私の故郷は忠清南道です。私のアボジは長男で下に2人の妹がいるのですが、それぞれの夫のアボジもともに忠清南道の出身。つまりハラボジの代に遡るとみんな故郷は同じで、各々日本に渡ってきて別々の人生を歩んだ後、親戚になったんです。故郷が忠清南道というのは同胞社会ではわりと少ないという話を聞いたので、なんだか不思議な縁を感じていました。しかし偶然は重なって、大学ではクラスメイト18人のうち私を入れて3人の故郷が忠清南道。さらに4年のときに担任をしてくださった先生までも忠清南道でした。あ、あと初めて先輩について取材に行ったときも相手の方が忠清南道で…正直、忠清南道が少ないというのが本当か疑わしくなってきましたが…。それでもやっぱり、故郷が同じだとそれだけで「わ~!!」と嬉しくなってしまいます。

[未加工データ]
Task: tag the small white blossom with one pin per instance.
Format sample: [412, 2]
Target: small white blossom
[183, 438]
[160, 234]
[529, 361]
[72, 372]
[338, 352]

### 設問
[1] 本文抜粋によれば、大学のクラスメイト18人のうち、故郷が忠清南道だったのは筆者を含めて何人ですか。
[2] 本文抜粋のうち、「私の故郷は忠清南道です。私の」を含む語句で始まり「で「わ~!!」と嬉しくなってしまいます。」で終わる部分を、一字一句違えずに書き写してください。

### 解答
[1] 筆者を含めて3人です。

[2]
私の故郷は忠清南道です。私のアボジは長男で下に2人の妹がいるのですが、それぞれの夫のアボジもともに忠清南道の出身。つまりハラボジの代に遡るとみんな故郷は同じで、各々日本に渡ってきて別々の人生を歩んだ後、親戚になったんです。故郷が忠清南道というのは同胞社会ではわりと少ないという話を聞いたので、なんだか不思議な縁を感じていました。しかし偶然は重なって、大学ではクラスメイト18人のうち私を入れて3人の故郷が忠清南道。さらに4年のときに担任をしてくださった先生までも忠清南道でした。あ、あと初めて先輩について取材に行ったときも相手の方が忠清南道で…正直、忠清南道が少ないというのが本当か疑わしくなってきましたが…。それでもやっぱり、故郷が同じだとそれだけで「わ~!!」と嬉しくなってしまいます。